- TRECHO DO TEXTO
CSM|SP: Registro de imóveis – Dúvida – Carta de sentença extraída de ação de desapropriação – Imóvel localizado em área rural – Necessidade de apresentação de certidão do INCRA de que a poligonal objeto do memorial descritivo não se sobrepõe a nenhuma outra constante de seu cadastro georreferenciado e que o memorial atende às exigências técnicas – Exigência correta apresentada pelo oficial, em observância aos princípios da legalidade e da especialidade objetiva – Sentença de procedência mantida – Recurso não provido.

ACÓRDÃO
Vistos, relatados e discutidos estes autos de Apelação n° 0001532-10.2014.8.26.0037, da Comarca de Araraquara, em que é apelante AUTOVIAS S/A, é apelado 2° OFICIAL DE REGISTRO DE IMÓVEIS, TÍTULOS E DOCUMENTOS E CIVIL DE PESSOA JURÍDICA DA COMARCA DE ARARAQUARA.
ACORDAM, em Conselho Superior de Magistratura do Tribunal de Justiça de São Paulo, proferir a seguinte decisão: “NEGARAM PROVIMENTO AO RECURSO, V.U.”, de conformidade com o voto do(a) Relator(a), que integra este acórdão.
O julgamento teve a participação dos Desembargadores JOSÉ RENATO NALINI (Presidente), EROS PICELI, GUERRIERI REZENDE, ARTUR MARQUES, PINHEIRO FRANCO E RICARDO ANAFE.
São Paulo, 16 de outubro de 2014.
HAMILTON ELLIOT AKEL
CORREGEDOR GERAL DA JUSTIÇA E RELATOR
VOTO N° 34.087
Registro de imóveis – Dúvida – Carta de sentença extraída de ação de desapropriação – Imóvel localizado em área rural – Necessidade de apresentação de certidão do INCRA de que a poligonal objeto do memorial descritivo não se sobrepõe a nenhuma outra constante de seu cadastro georreferenciado e que o memorial atende às exigências técnicas – Exigência correta apresentada pelo oficial, em observância aos princípios da legalidade e da especialidade objetiva – Sentença de procedência mantida – Recurso não provido.

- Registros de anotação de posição
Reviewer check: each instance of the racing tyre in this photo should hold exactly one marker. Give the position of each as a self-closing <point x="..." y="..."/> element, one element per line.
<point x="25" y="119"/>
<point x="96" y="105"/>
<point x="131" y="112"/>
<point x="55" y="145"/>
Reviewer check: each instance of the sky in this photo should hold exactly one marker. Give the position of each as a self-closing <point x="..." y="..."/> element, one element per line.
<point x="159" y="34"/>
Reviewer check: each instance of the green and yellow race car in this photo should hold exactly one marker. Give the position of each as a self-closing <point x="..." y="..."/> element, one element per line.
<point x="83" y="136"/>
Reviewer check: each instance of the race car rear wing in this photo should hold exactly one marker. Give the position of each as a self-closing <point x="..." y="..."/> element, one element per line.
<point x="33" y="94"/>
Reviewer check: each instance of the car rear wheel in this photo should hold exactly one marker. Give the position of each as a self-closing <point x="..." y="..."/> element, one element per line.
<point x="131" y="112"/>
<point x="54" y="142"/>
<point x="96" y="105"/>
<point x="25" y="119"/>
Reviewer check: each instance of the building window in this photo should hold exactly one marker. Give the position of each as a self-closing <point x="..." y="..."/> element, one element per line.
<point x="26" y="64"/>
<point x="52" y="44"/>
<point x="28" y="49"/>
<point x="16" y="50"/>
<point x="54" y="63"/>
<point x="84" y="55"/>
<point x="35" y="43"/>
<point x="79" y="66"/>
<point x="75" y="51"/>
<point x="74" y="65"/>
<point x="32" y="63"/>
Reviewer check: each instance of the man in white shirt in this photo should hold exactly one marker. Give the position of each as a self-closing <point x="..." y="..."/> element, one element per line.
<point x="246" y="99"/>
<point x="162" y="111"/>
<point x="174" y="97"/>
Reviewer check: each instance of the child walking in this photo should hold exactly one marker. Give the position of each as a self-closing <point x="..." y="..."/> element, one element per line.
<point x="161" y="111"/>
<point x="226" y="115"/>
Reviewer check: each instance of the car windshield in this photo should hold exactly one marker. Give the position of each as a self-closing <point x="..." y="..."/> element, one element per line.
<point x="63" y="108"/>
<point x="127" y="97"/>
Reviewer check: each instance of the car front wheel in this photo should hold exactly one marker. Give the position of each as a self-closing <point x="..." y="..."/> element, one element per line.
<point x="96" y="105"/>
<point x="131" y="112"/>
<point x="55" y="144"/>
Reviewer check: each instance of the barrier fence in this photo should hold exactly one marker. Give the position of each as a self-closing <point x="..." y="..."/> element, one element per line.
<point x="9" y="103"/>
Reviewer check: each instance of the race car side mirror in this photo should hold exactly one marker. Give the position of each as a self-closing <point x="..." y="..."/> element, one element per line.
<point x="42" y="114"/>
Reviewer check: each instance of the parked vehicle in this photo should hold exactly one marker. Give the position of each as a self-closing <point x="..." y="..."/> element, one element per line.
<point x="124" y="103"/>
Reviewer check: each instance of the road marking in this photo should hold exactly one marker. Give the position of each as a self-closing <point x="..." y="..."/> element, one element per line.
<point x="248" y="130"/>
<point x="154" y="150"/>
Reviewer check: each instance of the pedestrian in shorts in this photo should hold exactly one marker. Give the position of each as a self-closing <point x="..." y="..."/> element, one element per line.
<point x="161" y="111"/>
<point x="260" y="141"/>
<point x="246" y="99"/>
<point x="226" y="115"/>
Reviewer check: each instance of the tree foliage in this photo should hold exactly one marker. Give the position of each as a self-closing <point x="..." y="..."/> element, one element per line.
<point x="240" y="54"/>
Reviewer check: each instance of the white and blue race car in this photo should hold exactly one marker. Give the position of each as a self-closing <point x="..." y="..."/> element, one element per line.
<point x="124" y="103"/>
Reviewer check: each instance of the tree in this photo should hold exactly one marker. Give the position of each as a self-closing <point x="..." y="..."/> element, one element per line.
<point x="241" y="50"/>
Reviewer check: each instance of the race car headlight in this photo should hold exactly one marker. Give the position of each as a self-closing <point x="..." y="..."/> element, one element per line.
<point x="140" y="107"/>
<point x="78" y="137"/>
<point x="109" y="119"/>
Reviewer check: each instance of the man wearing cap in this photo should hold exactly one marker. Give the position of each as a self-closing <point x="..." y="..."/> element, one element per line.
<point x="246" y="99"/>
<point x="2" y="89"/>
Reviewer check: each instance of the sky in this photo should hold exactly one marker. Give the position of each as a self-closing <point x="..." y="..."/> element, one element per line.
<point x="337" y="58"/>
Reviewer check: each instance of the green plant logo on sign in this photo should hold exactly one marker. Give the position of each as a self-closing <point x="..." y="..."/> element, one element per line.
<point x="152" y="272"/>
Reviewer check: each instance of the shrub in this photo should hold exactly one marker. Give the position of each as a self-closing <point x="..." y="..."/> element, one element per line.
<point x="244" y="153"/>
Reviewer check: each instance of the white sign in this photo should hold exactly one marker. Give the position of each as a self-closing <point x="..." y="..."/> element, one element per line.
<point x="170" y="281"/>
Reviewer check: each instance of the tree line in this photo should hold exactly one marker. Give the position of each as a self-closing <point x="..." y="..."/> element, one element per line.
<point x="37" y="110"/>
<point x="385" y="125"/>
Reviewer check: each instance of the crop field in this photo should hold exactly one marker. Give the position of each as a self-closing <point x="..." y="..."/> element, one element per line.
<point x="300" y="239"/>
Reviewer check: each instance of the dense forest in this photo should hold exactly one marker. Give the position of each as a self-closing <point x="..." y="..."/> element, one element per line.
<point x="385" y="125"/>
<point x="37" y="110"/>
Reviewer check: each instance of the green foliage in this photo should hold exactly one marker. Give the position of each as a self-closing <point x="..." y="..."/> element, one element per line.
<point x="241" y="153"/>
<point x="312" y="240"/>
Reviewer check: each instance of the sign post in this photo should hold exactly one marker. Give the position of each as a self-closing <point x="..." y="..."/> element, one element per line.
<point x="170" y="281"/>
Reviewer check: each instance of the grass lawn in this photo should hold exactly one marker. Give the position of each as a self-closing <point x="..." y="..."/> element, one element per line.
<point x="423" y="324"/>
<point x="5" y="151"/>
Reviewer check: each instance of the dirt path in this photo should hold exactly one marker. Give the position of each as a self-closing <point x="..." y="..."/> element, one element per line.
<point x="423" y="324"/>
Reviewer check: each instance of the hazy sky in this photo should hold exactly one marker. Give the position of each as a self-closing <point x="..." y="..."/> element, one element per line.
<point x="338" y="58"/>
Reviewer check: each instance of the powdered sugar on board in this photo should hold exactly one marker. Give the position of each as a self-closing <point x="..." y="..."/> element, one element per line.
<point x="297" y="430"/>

- ENUNCIADOS DAS TAREFAS
1. Responda, com base no acórdão:
(a) De que comarca é a apelação?
(b) Que data aparece no acórdão?
(c) Quem presidiu o julgamento?
2. Liste todos os desembargadores que, segundo o acórdão, participaram do julgamento.
3. Transcreva do acórdão o trecho que começa em "CSM|SP: Registro de" e termina em "COMARCA DE ARARAQUARA.", incluindo essas palavras.
Os dados não têm relação com o acórdão.

- RESPOSTAS PROPOSTAS
1.
(a) Comarca de Araraquara.
(b) 16 de outubro de 2014.
(c) José Renato Nalini.

2. José Renato Nalini, Eros Piceli, Guerrieri Rezende, Artur Marques, Pinheiro Franco e Ricardo Anafe.

3.
CSM|SP: Registro de imóveis – Dúvida – Carta de sentença extraída de ação de desapropriação – Imóvel localizado em área rural – Necessidade de apresentação de certidão do INCRA de que a poligonal objeto do memorial descritivo não se sobrepõe a nenhuma outra constante de seu cadastro georreferenciado e que o memorial atende às exigências técnicas – Exigência correta apresentada pelo oficial, em observância aos princípios da legalidade e da especialidade objetiva – Sentença de procedência mantida – Recurso não provido.

ACÓRDÃO
Vistos, relatados e discutidos estes autos de Apelação n° 0001532-10.2014.8.26.0037, da Comarca de Araraquara, em que é apelante AUTOVIAS S/A, é apelado 2° OFICIAL DE REGISTRO DE IMÓVEIS, TÍTULOS E DOCUMENTOS E CIVIL DE PESSOA JURÍDICA DA COMARCA DE ARARAQUARA.